:: Entries ::
start

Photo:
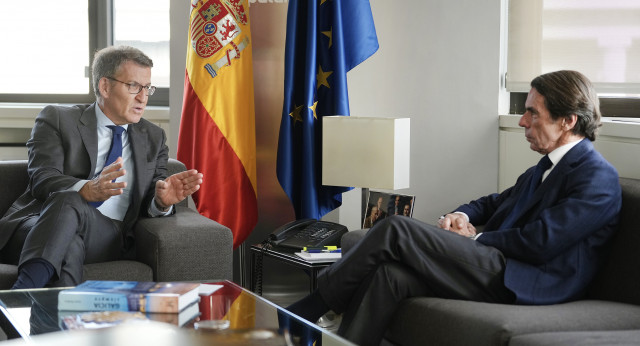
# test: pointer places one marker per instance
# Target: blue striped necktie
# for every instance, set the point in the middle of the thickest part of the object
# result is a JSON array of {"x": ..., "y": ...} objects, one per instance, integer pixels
[
  {"x": 115, "y": 151},
  {"x": 544, "y": 164}
]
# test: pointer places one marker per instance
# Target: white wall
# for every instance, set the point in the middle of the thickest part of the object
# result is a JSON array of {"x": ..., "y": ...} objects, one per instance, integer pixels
[{"x": 439, "y": 64}]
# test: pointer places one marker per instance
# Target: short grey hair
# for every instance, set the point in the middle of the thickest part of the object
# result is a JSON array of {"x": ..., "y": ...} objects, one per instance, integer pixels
[{"x": 108, "y": 60}]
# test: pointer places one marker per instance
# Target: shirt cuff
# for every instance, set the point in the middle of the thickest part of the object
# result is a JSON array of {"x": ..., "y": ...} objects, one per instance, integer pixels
[{"x": 154, "y": 211}]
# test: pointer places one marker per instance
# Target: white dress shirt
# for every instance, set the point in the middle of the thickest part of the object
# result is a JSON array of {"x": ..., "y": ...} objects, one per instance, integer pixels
[{"x": 116, "y": 207}]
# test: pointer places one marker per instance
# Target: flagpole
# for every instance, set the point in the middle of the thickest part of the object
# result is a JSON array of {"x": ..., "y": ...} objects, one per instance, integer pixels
[{"x": 241, "y": 260}]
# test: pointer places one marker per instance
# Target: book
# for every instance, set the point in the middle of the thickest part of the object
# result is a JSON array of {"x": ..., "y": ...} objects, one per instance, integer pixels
[
  {"x": 165, "y": 297},
  {"x": 319, "y": 256},
  {"x": 102, "y": 319}
]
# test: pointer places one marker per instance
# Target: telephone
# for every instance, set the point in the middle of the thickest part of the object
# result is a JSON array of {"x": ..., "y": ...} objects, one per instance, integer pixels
[{"x": 308, "y": 232}]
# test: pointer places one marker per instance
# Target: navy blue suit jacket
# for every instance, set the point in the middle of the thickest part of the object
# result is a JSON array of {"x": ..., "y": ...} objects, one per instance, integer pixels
[{"x": 559, "y": 240}]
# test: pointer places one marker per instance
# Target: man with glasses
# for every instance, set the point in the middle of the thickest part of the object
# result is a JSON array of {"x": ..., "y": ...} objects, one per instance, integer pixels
[{"x": 93, "y": 169}]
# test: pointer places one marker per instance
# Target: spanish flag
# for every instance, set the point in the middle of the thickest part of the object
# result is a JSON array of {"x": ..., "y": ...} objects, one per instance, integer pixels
[{"x": 217, "y": 129}]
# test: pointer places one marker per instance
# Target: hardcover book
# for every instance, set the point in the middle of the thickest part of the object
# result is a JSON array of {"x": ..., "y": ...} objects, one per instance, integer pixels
[
  {"x": 101, "y": 319},
  {"x": 165, "y": 297}
]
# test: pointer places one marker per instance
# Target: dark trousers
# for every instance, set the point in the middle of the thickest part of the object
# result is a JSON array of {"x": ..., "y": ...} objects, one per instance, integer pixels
[
  {"x": 68, "y": 233},
  {"x": 400, "y": 258}
]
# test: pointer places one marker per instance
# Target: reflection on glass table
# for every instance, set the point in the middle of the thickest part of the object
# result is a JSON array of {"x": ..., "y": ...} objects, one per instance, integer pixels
[{"x": 244, "y": 316}]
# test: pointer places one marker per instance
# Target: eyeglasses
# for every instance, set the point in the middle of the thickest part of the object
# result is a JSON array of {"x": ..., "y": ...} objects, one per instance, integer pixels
[{"x": 135, "y": 88}]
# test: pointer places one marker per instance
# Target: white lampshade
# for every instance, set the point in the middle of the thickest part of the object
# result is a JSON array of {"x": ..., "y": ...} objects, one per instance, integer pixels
[{"x": 366, "y": 152}]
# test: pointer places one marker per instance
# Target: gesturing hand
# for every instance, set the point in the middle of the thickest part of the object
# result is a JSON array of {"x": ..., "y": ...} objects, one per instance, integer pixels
[
  {"x": 177, "y": 187},
  {"x": 457, "y": 223},
  {"x": 102, "y": 187}
]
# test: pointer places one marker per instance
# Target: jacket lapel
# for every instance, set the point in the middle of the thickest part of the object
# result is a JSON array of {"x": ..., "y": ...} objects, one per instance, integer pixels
[
  {"x": 138, "y": 139},
  {"x": 560, "y": 170},
  {"x": 88, "y": 128}
]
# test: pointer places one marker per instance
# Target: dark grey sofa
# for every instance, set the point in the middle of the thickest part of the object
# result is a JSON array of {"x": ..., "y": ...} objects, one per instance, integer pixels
[
  {"x": 183, "y": 247},
  {"x": 610, "y": 315}
]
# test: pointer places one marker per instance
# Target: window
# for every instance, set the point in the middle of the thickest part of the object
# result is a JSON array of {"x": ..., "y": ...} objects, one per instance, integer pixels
[
  {"x": 45, "y": 47},
  {"x": 598, "y": 38},
  {"x": 51, "y": 45},
  {"x": 144, "y": 24}
]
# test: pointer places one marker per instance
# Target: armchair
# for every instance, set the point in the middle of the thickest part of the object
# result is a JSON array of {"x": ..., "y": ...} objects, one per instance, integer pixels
[{"x": 184, "y": 247}]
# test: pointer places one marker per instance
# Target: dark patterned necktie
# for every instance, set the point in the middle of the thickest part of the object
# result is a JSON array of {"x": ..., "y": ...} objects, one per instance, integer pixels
[
  {"x": 544, "y": 164},
  {"x": 115, "y": 151}
]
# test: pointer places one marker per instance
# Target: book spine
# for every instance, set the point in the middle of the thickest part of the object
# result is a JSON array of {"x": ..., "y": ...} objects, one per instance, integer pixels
[
  {"x": 159, "y": 303},
  {"x": 70, "y": 301}
]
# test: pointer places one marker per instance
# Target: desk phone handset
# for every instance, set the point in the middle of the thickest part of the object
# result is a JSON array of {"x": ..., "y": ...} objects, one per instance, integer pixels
[{"x": 308, "y": 232}]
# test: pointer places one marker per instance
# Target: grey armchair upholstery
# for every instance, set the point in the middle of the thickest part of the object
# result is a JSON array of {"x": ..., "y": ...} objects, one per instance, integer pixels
[{"x": 184, "y": 247}]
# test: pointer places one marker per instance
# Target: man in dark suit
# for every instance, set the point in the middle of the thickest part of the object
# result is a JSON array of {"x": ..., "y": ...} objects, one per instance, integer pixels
[
  {"x": 542, "y": 247},
  {"x": 79, "y": 207}
]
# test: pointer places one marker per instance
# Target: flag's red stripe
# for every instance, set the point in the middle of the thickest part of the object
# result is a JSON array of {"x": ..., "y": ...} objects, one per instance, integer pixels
[{"x": 226, "y": 194}]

end

:: Task statement ::
Copy every record above exactly as written, but leave out the pictures.

:: Result for this task ::
Photo:
# test: pointer places one marker per instance
# Target: blue striped necktie
# for every instance, set the point in the middle of the thickest part of the object
# result is a JSON array of {"x": ..., "y": ...} objects, one per instance, integer pixels
[
  {"x": 115, "y": 151},
  {"x": 544, "y": 164}
]
# test: pointer places one marker per instance
# Target: white wall
# for every instance, set the point in the middle of the thickest part of the object
# result is a JSON array of {"x": ..., "y": ...} objects, one per instance, integer pixels
[{"x": 439, "y": 64}]
# test: pointer places one marker per instance
# Target: short grey hair
# for every instance, set the point in the middle of the thickest part of the object
# result is a JSON array of {"x": ..., "y": ...} objects, one per instance, integer pixels
[{"x": 108, "y": 60}]
# test: pointer places one marker per instance
# Target: shirt cuff
# for every instance, set the point in the middle of the thickest part of the object
# result is a JSON array of {"x": ..., "y": ...} objects, one per instance, integer pixels
[{"x": 154, "y": 211}]
# test: pointer places one marker per instance
# Target: white dress shirt
# for every instance, set the point in the middle of the thickest part of the object
# result is a JSON array of {"x": ..., "y": ...} objects, one per instance, integer pixels
[{"x": 116, "y": 207}]
# test: pointer places one marker per instance
# Target: flagpole
# for every instance, set the point in the middle of the thickest part of the object
# result is a JSON array of {"x": ..., "y": ...} objects, one per instance, integer pixels
[{"x": 241, "y": 260}]
# test: pointer places one marker per instance
# Target: book
# for every instance, set the point in the middle of the thickest part of the object
# result is a JSON array of {"x": ..., "y": ...} objects, one per instance, integer pixels
[
  {"x": 165, "y": 297},
  {"x": 319, "y": 256},
  {"x": 102, "y": 319}
]
# test: pointer places one marker per instance
# Target: telephone
# for every instance, set the point in the middle of the thickest part of the object
# result is a JSON array of {"x": ..., "y": ...} objects, one per instance, integer pixels
[{"x": 308, "y": 232}]
# test: pointer places one marker per instance
# Target: navy blue suit jacket
# for every instance, set the point in the middle of the thickest part of the object
# result is a JSON array of {"x": ..., "y": ...} objects, one per instance, integer pixels
[{"x": 559, "y": 240}]
# test: pointer places one marker per instance
# Target: man with glasses
# for every instance, set the point in the middle of the thickest part of the object
# result is a JSON array of {"x": ..., "y": ...} objects, one per instance, integer pixels
[{"x": 93, "y": 169}]
# test: pointer places one marker per instance
# Target: spanish flag
# for every instance, set the point in the middle of the thickest part of the object
# result is a JSON array of {"x": ..., "y": ...} objects, one per instance, integer pixels
[{"x": 217, "y": 129}]
# test: pointer places one marker per instance
# Target: hardcover book
# for every instance, set the point in the middle of the thickest part of the object
# result is a JSON array of {"x": ..., "y": ...} objects, one per instance, integer pixels
[
  {"x": 101, "y": 319},
  {"x": 165, "y": 297}
]
# test: pointer places one marker per instance
# Target: dark trousers
# for every instance, set the point in the middle of the thickest part of the object
# result is a JSON array of {"x": ..., "y": ...} objects, one per instance, integer pixels
[
  {"x": 68, "y": 233},
  {"x": 400, "y": 258}
]
# test: pointer places one marker per instance
# Target: reflection on glass table
# for every instance, set the point in the middle of the thickest part of the object
# result is a JSON array of {"x": ..., "y": ...} objects, one per instance, integer pixels
[{"x": 244, "y": 316}]
# test: pointer places one marker per instance
# Target: eyeglasses
# for every instance, set the point in the middle of the thickest part of the object
# result is a JSON array of {"x": ..., "y": ...} objects, one per instance, integer pixels
[{"x": 135, "y": 88}]
# test: pointer places one marker per instance
# Target: white lampshade
# for every instance, set the point in the middle of the thickest part of the object
# result is a JSON array of {"x": ..., "y": ...} objects, one per instance, integer pixels
[{"x": 366, "y": 152}]
# test: pointer places one marker per instance
# Target: gesturing hand
# for every instance, set the point in the middle of the thickest part of the object
# result is a JSON array of {"x": ..., "y": ...} objects, one per instance, integer pixels
[
  {"x": 177, "y": 187},
  {"x": 457, "y": 223},
  {"x": 102, "y": 187}
]
# test: pointer places one marker per instance
# Target: jacket lapel
# for every instance, set the point in the middle of the thickest part of the object
# result is a JSON array of {"x": ..., "y": ...} objects, one per instance, integer pixels
[
  {"x": 138, "y": 139},
  {"x": 560, "y": 170},
  {"x": 88, "y": 128}
]
# test: pointer places one marker per instance
# Target: dark grey sofa
# for every instance, set the point in the middle of the thickest part of the object
# result is a JSON array of {"x": ..., "y": ...} objects, one per instance, integer pixels
[
  {"x": 183, "y": 247},
  {"x": 610, "y": 315}
]
# test: pointer places one marker per instance
# Target: window
# for every instance, set the point in the middle of the thickest part of the object
# result is a JSON array of {"x": ..., "y": ...} objects, one per instance, integer pixels
[
  {"x": 45, "y": 47},
  {"x": 598, "y": 38},
  {"x": 51, "y": 45},
  {"x": 144, "y": 24}
]
# test: pointer places one marker per instance
# Target: armchair
# for every instance, set the point in the middle of the thickest part of the object
# result is a JSON array of {"x": ..., "y": ...} objects, one per instance, integer pixels
[{"x": 184, "y": 247}]
# test: pointer places one marker per instance
# Target: dark patterned necktie
# for every instance, set the point in the middle of the thickest part of the object
# result is a JSON array of {"x": ..., "y": ...} objects, one per instance, integer pixels
[
  {"x": 544, "y": 164},
  {"x": 115, "y": 151}
]
# test: pointer places one marker per instance
# Target: book spine
# for every instance, set the point in the middle of the thickest part of the object
# result is a JSON array of {"x": ..., "y": ...} objects, one per instance, integer pixels
[
  {"x": 159, "y": 303},
  {"x": 70, "y": 301}
]
# test: pointer places one marker per instance
# Target: desk phone handset
# for every instance, set the point in the middle of the thickest part of the object
# result is a JSON array of {"x": ..., "y": ...} objects, one per instance, integer pixels
[{"x": 308, "y": 232}]
# test: pointer places one marker per instance
# Target: grey armchair upholstery
# for every instance, set the point in the middle of the thickest part of the object
# result is a JSON array of {"x": ..., "y": ...} objects, one per instance, integer pixels
[{"x": 184, "y": 247}]
# test: pointer places one marker per instance
# Target: man in dark suit
# for every instance, set the point in the middle of the thickest part of the object
# result is a JSON array of {"x": ..., "y": ...} objects, one per instance, integer pixels
[
  {"x": 542, "y": 247},
  {"x": 79, "y": 207}
]
# test: pointer places one marker per instance
# Target: flag's red stripe
# for every instance, set the point in the middle of the thickest part of the object
# result is a JSON array of {"x": ..., "y": ...} objects, one per instance, integer pixels
[{"x": 226, "y": 194}]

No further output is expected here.